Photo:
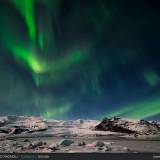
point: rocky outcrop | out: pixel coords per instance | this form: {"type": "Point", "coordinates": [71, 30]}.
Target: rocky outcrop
{"type": "Point", "coordinates": [128, 126]}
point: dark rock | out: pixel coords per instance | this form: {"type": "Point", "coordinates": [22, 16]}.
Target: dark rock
{"type": "Point", "coordinates": [128, 126]}
{"type": "Point", "coordinates": [66, 142]}
{"type": "Point", "coordinates": [81, 143]}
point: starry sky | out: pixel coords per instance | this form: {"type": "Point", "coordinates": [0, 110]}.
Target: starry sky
{"type": "Point", "coordinates": [69, 59]}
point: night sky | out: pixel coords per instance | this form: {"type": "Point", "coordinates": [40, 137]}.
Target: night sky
{"type": "Point", "coordinates": [69, 59]}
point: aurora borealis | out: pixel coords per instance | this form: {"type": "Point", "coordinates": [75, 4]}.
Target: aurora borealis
{"type": "Point", "coordinates": [69, 59]}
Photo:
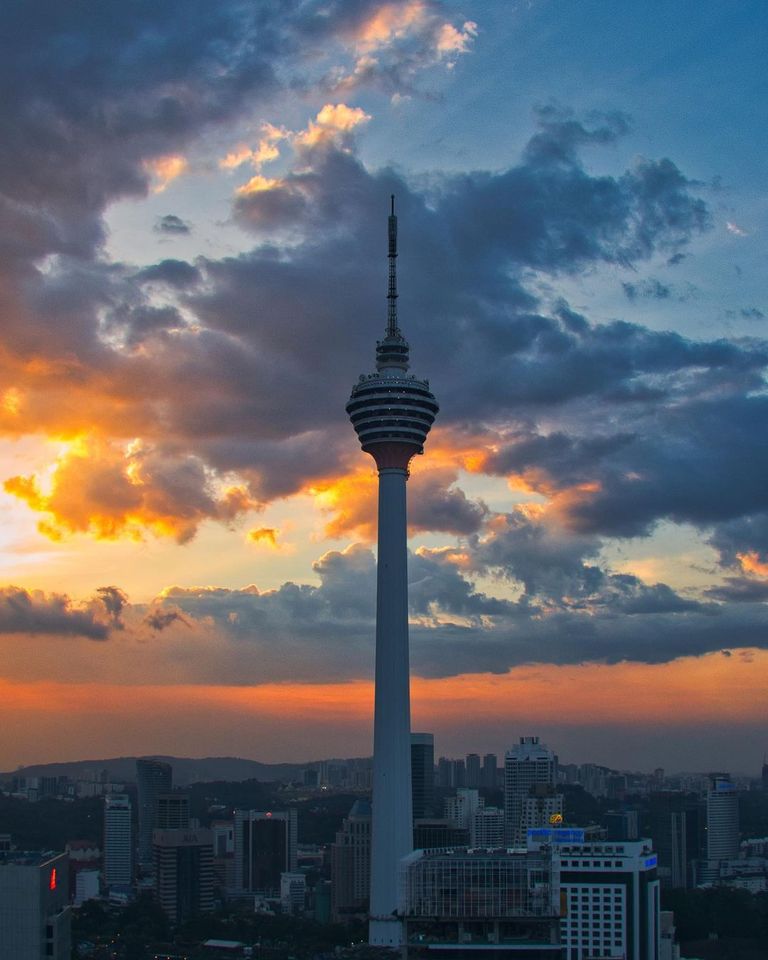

▶ [EXERCISE INSTRUCTIONS] Copy every line of the records above verbatim, omitting the pictures.

▶ [COMPLETED TASK]
Photo:
point: rocky outcrop | out: pixel coords per instance | this form: {"type": "Point", "coordinates": [71, 30]}.
Target: rocky outcrop
{"type": "Point", "coordinates": [128, 126]}
point: dark rock | out: pixel coords per instance | this form: {"type": "Point", "coordinates": [22, 16]}.
Target: dark rock
{"type": "Point", "coordinates": [128, 126]}
{"type": "Point", "coordinates": [66, 142]}
{"type": "Point", "coordinates": [81, 143]}
point: starry sky | out: pixel coords per instance | this form: {"type": "Point", "coordinates": [0, 110]}.
Target: starry sky
{"type": "Point", "coordinates": [69, 59]}
point: night sky | out: pixel coords per instance | this form: {"type": "Point", "coordinates": [40, 137]}.
Target: night sky
{"type": "Point", "coordinates": [69, 59]}
point: aurora borealis | out: pixel coords per instance | this form: {"type": "Point", "coordinates": [75, 4]}.
Target: aurora borealis
{"type": "Point", "coordinates": [69, 59]}
Photo:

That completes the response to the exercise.